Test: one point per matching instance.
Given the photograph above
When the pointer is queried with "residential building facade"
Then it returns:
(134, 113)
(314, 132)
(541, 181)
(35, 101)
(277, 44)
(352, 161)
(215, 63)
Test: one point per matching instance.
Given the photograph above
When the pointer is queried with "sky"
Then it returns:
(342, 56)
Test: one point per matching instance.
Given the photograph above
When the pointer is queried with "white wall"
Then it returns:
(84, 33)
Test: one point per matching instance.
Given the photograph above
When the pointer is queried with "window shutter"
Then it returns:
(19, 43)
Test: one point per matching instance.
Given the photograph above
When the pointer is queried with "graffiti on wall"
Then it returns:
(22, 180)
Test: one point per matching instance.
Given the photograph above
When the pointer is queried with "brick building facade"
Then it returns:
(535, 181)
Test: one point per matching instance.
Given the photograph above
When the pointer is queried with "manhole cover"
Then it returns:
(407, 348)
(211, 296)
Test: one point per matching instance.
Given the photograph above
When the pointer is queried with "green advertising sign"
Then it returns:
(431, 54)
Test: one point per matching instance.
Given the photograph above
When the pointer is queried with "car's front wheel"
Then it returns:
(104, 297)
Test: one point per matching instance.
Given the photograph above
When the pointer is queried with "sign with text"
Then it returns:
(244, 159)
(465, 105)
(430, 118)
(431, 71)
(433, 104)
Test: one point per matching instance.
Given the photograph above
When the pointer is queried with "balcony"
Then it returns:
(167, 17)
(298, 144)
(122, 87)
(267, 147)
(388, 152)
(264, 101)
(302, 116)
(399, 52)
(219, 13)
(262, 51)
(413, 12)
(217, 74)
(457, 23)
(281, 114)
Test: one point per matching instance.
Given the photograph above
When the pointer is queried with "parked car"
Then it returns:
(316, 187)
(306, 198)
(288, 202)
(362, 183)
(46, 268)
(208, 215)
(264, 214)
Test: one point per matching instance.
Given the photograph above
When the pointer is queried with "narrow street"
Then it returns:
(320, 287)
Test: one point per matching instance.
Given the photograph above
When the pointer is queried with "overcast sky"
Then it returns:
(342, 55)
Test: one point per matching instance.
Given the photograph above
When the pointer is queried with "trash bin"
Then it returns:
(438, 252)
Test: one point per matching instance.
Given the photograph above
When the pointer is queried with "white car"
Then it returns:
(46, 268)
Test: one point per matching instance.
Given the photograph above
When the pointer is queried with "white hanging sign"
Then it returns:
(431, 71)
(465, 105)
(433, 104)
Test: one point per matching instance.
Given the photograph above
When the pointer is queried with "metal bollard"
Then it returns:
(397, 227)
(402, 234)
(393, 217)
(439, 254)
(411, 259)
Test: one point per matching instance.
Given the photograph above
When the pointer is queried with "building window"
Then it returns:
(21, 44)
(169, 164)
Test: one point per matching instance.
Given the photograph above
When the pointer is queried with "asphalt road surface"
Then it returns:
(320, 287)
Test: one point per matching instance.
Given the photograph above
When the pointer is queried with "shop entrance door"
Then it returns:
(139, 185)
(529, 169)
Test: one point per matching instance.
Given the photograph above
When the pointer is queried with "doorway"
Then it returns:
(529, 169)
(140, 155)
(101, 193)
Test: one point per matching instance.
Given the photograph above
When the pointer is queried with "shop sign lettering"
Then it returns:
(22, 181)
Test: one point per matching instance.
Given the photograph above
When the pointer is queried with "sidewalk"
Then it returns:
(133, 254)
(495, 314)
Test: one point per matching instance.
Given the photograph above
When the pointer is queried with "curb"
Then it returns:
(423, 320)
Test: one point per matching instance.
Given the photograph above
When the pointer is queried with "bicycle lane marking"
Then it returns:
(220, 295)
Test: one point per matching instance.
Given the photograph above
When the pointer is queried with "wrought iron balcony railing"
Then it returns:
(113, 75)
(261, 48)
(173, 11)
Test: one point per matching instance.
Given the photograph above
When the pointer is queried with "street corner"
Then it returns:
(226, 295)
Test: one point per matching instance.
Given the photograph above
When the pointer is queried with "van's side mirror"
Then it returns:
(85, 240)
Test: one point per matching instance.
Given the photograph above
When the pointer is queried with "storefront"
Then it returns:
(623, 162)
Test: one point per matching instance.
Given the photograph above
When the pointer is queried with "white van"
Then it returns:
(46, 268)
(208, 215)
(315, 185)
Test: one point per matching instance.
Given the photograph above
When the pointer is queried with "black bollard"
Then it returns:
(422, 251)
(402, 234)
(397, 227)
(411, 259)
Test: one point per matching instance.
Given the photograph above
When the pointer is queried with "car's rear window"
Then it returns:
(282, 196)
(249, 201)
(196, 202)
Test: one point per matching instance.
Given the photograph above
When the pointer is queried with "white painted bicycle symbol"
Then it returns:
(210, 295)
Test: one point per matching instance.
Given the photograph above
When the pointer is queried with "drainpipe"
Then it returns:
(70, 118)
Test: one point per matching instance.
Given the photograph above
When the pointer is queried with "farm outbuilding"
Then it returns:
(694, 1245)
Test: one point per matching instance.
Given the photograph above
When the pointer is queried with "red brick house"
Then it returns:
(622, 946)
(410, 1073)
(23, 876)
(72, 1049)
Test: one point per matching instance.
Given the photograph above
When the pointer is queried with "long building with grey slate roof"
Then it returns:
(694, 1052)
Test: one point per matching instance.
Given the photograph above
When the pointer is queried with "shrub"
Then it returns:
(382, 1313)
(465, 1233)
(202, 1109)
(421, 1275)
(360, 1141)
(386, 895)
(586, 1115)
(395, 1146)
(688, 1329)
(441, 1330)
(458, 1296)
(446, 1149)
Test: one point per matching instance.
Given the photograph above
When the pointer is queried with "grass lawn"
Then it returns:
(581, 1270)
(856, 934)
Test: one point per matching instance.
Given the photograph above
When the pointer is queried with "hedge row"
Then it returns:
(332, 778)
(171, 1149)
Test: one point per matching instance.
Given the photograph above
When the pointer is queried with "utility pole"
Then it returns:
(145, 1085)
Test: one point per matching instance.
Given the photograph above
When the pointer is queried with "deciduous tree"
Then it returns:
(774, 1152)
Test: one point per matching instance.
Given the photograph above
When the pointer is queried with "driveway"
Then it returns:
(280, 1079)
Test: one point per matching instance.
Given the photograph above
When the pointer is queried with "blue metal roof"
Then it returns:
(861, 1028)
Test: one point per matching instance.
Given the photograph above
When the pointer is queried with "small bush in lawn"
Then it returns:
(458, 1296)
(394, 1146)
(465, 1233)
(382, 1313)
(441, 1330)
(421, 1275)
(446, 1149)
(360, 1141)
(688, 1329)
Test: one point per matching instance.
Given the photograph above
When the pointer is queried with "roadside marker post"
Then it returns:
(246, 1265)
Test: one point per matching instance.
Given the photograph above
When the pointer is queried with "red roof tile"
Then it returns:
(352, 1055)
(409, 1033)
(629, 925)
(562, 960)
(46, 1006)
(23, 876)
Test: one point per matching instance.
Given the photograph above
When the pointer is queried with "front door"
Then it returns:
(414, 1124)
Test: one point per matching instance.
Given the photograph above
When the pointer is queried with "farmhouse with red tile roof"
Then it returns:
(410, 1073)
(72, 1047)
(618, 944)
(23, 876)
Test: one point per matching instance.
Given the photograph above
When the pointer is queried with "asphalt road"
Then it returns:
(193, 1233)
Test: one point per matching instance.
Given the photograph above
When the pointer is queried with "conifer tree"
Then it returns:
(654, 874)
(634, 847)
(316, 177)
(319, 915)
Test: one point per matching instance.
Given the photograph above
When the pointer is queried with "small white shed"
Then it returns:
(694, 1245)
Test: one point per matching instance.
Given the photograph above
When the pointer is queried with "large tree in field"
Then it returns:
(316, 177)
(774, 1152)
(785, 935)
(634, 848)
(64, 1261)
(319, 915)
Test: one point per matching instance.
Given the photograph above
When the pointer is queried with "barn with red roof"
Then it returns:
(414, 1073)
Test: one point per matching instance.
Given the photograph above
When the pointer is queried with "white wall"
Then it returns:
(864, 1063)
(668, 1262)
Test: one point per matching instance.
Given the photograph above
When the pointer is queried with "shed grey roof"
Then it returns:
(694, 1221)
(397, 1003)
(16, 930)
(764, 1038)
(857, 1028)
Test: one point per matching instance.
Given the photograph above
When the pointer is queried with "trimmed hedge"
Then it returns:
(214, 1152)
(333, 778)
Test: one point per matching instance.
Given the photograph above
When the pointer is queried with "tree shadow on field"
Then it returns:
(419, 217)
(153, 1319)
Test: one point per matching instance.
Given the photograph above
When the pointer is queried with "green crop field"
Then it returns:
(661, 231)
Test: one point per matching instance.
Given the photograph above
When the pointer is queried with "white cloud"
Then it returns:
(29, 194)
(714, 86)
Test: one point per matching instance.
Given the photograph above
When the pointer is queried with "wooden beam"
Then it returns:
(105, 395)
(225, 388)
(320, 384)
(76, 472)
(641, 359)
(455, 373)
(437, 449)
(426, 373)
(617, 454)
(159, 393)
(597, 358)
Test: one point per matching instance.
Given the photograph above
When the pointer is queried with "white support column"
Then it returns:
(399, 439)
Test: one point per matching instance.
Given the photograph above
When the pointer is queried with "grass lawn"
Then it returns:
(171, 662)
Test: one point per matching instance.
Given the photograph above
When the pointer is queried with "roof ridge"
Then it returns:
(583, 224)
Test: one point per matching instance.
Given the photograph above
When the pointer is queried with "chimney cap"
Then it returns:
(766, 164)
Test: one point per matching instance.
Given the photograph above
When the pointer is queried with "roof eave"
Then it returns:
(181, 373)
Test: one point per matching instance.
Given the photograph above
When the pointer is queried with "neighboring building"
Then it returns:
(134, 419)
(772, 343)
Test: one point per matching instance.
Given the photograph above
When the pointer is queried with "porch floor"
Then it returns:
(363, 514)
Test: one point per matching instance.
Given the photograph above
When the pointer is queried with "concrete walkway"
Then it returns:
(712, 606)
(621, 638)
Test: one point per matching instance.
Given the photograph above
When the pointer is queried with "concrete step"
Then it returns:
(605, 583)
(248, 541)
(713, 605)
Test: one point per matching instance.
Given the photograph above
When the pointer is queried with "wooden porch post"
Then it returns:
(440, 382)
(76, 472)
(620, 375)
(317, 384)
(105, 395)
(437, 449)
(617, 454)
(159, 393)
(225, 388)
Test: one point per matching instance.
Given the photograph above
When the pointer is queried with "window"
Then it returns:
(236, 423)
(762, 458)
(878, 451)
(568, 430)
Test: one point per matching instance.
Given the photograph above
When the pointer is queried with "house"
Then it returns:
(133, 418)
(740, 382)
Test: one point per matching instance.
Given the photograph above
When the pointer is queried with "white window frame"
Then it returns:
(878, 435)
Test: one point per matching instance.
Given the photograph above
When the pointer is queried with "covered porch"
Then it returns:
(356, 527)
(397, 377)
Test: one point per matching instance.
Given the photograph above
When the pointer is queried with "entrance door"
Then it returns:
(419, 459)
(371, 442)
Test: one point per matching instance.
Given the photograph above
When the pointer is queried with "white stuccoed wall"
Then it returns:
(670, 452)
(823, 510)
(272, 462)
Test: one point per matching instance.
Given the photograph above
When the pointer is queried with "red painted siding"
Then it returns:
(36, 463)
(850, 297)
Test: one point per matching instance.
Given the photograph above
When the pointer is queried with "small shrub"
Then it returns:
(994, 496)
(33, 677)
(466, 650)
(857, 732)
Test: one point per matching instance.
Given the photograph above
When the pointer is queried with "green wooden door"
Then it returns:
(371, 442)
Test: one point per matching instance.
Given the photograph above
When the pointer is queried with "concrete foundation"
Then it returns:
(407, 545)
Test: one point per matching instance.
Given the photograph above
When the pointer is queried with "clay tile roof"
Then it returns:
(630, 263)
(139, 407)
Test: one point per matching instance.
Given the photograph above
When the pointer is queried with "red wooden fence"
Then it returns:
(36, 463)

════════════════

## What you should do
Copy out every line in the listing above that contains the word "balcony".

## Written reply
When the pointer is queried with "balcony"
When the pointer is queried with "wrought iron balcony railing"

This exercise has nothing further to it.